## Work to be completed
Show each line of the entries below in which the word "tail" appears.

Saved entries
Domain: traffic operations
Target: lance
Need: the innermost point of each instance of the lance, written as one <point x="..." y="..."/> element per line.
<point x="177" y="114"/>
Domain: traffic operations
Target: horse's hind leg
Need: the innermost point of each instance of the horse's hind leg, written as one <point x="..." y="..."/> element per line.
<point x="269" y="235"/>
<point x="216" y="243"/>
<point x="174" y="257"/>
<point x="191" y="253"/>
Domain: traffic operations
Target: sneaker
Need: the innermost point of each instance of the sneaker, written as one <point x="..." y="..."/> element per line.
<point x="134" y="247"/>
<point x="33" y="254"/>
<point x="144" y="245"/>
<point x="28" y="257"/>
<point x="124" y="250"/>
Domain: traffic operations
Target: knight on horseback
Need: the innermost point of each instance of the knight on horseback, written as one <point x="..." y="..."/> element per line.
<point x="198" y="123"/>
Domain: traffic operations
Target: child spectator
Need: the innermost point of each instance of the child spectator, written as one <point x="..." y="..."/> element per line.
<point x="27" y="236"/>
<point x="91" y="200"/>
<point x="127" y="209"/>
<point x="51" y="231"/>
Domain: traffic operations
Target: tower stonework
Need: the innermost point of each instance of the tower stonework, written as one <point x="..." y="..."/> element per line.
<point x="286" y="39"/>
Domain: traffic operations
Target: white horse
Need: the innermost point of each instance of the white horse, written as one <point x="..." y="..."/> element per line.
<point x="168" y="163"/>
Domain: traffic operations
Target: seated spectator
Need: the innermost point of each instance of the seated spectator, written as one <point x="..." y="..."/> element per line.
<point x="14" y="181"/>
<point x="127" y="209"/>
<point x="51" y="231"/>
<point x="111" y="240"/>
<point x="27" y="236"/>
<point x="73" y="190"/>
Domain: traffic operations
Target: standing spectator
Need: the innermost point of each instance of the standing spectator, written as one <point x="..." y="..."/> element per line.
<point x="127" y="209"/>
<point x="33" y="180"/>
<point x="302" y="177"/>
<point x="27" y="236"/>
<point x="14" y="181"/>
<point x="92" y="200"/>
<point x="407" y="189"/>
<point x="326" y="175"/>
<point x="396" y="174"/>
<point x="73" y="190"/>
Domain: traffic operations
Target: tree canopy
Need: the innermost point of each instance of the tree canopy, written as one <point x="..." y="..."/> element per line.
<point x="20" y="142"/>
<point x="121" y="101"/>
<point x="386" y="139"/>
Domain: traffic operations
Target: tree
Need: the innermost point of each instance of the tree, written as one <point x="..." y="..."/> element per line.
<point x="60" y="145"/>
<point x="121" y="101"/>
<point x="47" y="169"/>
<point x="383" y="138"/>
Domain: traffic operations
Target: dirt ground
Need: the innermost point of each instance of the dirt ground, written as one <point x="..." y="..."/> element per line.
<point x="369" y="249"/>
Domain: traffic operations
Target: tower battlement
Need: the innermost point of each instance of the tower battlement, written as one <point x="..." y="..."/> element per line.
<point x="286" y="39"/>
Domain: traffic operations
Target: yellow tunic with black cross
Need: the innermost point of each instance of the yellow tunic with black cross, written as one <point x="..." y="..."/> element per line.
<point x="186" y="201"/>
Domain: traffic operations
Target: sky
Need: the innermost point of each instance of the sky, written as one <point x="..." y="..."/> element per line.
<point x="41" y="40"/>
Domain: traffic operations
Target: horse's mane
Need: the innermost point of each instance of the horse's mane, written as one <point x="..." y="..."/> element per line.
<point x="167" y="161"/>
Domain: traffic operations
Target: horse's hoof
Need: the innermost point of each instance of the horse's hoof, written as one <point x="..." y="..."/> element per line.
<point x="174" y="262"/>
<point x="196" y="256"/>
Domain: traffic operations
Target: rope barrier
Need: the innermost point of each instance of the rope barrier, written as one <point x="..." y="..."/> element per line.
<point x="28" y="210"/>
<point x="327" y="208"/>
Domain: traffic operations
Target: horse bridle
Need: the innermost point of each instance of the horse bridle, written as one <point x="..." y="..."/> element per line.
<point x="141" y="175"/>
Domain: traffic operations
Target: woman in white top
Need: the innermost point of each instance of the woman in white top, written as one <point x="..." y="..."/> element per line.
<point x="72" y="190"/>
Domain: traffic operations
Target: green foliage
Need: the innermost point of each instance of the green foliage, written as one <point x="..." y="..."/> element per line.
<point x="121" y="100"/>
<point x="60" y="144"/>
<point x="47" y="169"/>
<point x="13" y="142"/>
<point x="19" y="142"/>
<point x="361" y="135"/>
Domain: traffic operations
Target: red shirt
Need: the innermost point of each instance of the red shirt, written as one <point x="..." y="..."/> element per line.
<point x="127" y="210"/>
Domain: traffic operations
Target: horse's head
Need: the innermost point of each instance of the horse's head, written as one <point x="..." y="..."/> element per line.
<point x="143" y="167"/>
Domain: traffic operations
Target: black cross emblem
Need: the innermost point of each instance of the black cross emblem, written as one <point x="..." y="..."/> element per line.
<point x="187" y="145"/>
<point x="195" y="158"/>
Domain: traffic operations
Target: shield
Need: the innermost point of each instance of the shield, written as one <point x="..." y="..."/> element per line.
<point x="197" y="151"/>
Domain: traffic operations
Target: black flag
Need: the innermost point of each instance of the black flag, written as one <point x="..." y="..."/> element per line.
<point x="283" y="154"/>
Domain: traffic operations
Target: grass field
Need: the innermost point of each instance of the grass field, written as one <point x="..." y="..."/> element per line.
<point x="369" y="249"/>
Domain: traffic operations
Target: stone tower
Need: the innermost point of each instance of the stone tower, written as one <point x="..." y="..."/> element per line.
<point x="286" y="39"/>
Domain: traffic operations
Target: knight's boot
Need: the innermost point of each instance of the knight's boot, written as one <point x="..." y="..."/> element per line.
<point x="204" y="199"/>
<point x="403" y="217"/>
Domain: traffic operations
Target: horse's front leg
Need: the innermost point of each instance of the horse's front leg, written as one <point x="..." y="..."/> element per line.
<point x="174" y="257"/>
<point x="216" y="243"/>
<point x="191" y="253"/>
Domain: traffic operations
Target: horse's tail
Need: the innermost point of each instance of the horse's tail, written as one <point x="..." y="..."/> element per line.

## Response box
Target: horse's tail
Need: the innermost point of each instance of the horse's tail, written as one <point x="..." y="..."/> element per line.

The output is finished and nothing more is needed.